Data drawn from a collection
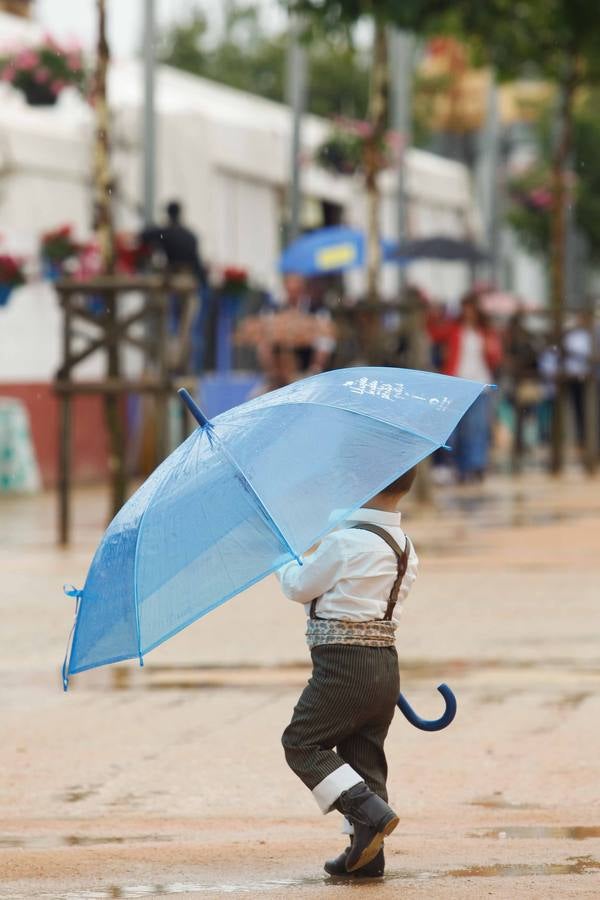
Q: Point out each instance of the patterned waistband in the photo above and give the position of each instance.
(375, 633)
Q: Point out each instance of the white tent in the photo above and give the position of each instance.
(224, 153)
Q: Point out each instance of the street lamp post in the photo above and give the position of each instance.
(149, 120)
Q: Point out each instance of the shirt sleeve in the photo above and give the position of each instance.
(320, 572)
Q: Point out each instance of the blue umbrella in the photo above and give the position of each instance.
(249, 491)
(329, 250)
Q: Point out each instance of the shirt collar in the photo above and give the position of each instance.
(375, 517)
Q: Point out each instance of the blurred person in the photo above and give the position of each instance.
(352, 585)
(180, 248)
(473, 350)
(577, 349)
(178, 243)
(309, 358)
(524, 388)
(298, 296)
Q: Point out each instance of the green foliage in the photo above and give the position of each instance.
(252, 61)
(530, 193)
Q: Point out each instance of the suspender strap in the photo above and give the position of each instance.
(402, 562)
(401, 559)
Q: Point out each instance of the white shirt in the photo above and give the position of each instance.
(472, 363)
(352, 571)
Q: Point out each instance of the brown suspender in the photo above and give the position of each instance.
(402, 562)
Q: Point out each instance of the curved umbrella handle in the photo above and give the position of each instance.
(430, 724)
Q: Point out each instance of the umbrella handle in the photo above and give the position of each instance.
(430, 724)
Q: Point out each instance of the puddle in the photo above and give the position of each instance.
(574, 865)
(511, 511)
(75, 795)
(499, 801)
(54, 841)
(184, 677)
(573, 833)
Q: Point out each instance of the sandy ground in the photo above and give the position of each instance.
(171, 781)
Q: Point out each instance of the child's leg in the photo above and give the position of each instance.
(321, 718)
(365, 753)
(352, 688)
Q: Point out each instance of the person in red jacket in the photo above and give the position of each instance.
(470, 349)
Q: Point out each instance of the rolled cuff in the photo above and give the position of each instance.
(328, 790)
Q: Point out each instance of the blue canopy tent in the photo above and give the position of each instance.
(327, 251)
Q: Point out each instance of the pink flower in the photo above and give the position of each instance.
(50, 43)
(27, 60)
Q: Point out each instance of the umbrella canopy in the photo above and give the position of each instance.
(249, 491)
(442, 248)
(329, 250)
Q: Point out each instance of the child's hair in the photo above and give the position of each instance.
(403, 484)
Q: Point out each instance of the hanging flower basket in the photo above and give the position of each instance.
(58, 249)
(39, 94)
(11, 276)
(5, 292)
(43, 71)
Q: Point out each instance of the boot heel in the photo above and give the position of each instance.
(391, 825)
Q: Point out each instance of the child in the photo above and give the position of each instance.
(352, 587)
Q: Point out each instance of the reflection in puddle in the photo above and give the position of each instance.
(53, 841)
(574, 865)
(185, 677)
(499, 801)
(76, 794)
(574, 833)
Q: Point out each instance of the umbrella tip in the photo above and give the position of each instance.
(193, 407)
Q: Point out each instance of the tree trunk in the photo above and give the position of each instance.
(558, 245)
(104, 227)
(102, 174)
(374, 155)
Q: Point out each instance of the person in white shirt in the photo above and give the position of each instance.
(352, 587)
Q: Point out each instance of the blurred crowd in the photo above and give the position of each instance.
(510, 426)
(311, 327)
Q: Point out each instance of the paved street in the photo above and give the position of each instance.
(171, 779)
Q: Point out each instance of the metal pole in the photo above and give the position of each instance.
(149, 126)
(402, 50)
(296, 90)
(488, 177)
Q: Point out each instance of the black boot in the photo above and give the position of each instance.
(337, 866)
(372, 819)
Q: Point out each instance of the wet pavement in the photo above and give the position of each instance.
(170, 779)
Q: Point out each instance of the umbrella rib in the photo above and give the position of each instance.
(365, 415)
(261, 504)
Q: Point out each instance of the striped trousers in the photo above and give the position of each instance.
(348, 704)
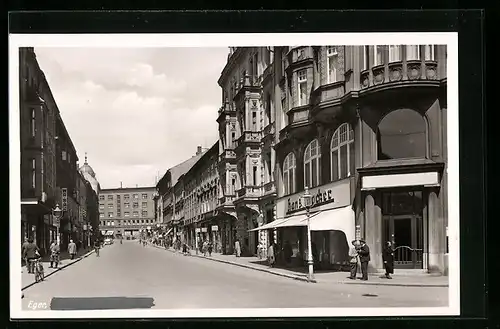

## [Work to be completed]
Gather every line in the entries above that contains the word "canopy", and copy each of those lines in full.

## [Reply to the task]
Q: Point out each instance of the blue canopy tent in the photo above and give the position of each instance.
Q: Point out each instance of the umbrella canopy in the photo above and give the position of each instance.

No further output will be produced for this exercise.